- **Prompt**
Could you format the lines below as a numbered list, dropping every blank line and leaving the pictures out?

- **Provided records**
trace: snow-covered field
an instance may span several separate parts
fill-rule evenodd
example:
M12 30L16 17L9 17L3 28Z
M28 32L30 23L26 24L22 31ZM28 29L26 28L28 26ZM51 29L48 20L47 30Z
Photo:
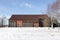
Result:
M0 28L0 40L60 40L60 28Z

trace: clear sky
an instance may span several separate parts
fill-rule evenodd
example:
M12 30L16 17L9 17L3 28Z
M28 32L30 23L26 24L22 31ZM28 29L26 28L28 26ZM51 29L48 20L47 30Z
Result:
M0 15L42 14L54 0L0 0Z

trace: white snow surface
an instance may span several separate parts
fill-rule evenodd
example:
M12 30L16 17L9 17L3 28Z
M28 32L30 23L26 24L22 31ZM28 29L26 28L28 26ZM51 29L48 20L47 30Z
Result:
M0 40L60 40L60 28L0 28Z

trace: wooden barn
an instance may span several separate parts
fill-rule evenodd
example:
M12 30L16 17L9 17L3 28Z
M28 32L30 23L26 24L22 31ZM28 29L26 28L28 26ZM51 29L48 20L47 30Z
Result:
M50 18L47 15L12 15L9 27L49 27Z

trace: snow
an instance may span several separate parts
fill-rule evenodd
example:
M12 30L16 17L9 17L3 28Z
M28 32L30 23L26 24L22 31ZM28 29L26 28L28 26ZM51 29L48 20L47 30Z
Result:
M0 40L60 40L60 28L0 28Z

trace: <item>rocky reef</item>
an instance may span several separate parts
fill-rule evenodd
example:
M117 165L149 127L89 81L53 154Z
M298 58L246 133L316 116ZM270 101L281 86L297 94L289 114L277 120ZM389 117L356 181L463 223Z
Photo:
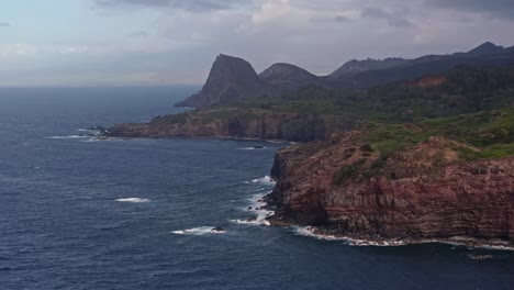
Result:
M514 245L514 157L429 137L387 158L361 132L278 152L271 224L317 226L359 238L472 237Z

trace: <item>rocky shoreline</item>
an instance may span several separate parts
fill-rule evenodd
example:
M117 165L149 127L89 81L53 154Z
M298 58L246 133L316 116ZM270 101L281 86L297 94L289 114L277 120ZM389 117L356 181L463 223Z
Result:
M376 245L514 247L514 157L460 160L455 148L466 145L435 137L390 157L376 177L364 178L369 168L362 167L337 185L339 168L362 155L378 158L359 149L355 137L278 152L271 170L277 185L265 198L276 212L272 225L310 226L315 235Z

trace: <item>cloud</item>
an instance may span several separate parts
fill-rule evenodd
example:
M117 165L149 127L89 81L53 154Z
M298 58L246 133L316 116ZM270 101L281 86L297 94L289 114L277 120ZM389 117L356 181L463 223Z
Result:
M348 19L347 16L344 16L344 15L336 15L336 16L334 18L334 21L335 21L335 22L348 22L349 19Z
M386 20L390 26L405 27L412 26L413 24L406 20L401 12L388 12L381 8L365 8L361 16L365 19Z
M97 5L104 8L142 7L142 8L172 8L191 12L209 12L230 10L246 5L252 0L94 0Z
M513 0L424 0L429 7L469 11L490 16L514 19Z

- **Output**
1. trace: snow-covered field
2. an instance may span several separate parts
3. fill-rule evenodd
4. example:
5. M12 30L16 17L9 17L3 28Z
6. M28 32L30 23L26 24L22 31ZM28 29L26 28L28 26ZM51 29L48 20L47 30Z
7. Photo:
8. Result:
9. M0 28L0 40L60 40L60 28Z
10. trace: clear sky
11. an instance may span several separate parts
12. fill-rule evenodd
13. example:
14. M12 30L16 17L9 17L3 28Z
15. M28 32L30 23L26 24L22 31ZM28 29L26 28L28 26ZM51 29L48 20L47 30Z
16. Result:
17. M0 15L42 14L54 0L0 0Z
18. trace: white snow surface
19. an instance may span several separate parts
20. fill-rule evenodd
21. example:
22. M12 30L16 17L9 17L3 28Z
23. M28 32L30 23L26 24L22 31ZM28 29L26 28L28 26ZM51 29L48 20L47 30Z
24. Result:
25. M0 40L60 40L60 28L0 28Z
26. trace: wooden barn
27. an instance may span several separate parts
28. fill-rule evenodd
29. example:
30. M12 30L16 17L9 17L3 28Z
31. M28 32L30 23L26 24L22 31ZM28 29L26 28L28 26ZM51 29L48 20L47 30Z
32. Result:
33. M50 18L47 15L12 15L9 27L49 27Z
34. trace: snow
35. an instance may span several separate parts
36. fill-rule evenodd
37. example:
38. M12 30L16 17L9 17L3 28Z
39. M28 32L30 23L26 24L22 31ZM28 29L26 28L28 26ZM51 29L48 20L47 30Z
40. Result:
41. M0 40L60 40L60 28L0 28Z
42. trace: <item>rocky reef</item>
43. an instance may span several separate parts
44. fill-rule evenodd
45. example:
46. M117 165L149 127L89 81L53 154Z
47. M298 58L246 133L316 116ZM270 101L281 86L297 94L289 114L277 120ZM389 117L356 181L463 223Z
48. Photo:
49. Result:
50. M514 245L514 157L429 137L387 158L361 132L278 152L271 224L317 226L359 238L472 237Z
51. trace: <item>rocky shoreline</item>
52. an instance may span several separate parts
53. fill-rule evenodd
54. example:
55. M117 165L149 127L89 81L53 154Z
56. M298 58L246 133L316 116ZM270 101L281 86L297 94L289 114L277 120ZM389 117L356 181L463 223Z
57. Result:
58. M376 245L514 247L514 157L460 160L455 148L466 145L435 137L390 157L376 177L364 178L369 168L362 167L337 185L339 168L362 155L378 158L359 149L355 137L278 152L271 170L277 185L265 198L276 212L272 225L310 226L315 235Z
59. trace: <item>cloud</item>
60. an instance may span several separate parts
61. fill-rule evenodd
62. example:
63. M117 165L149 127L89 81L53 154Z
64. M298 58L246 133L316 116ZM270 101L281 86L297 94L289 114L277 120ZM389 117L356 181L463 223Z
65. Result:
66. M348 19L347 16L344 16L344 15L336 15L336 16L334 18L334 21L335 21L335 22L348 22L349 19Z
67. M386 20L390 26L405 27L412 26L413 24L406 20L401 12L388 12L381 8L365 8L361 16L365 19Z
68. M97 5L104 8L142 7L142 8L172 8L191 12L209 12L230 10L246 5L252 0L94 0Z
69. M513 0L424 0L429 7L469 11L490 16L514 19Z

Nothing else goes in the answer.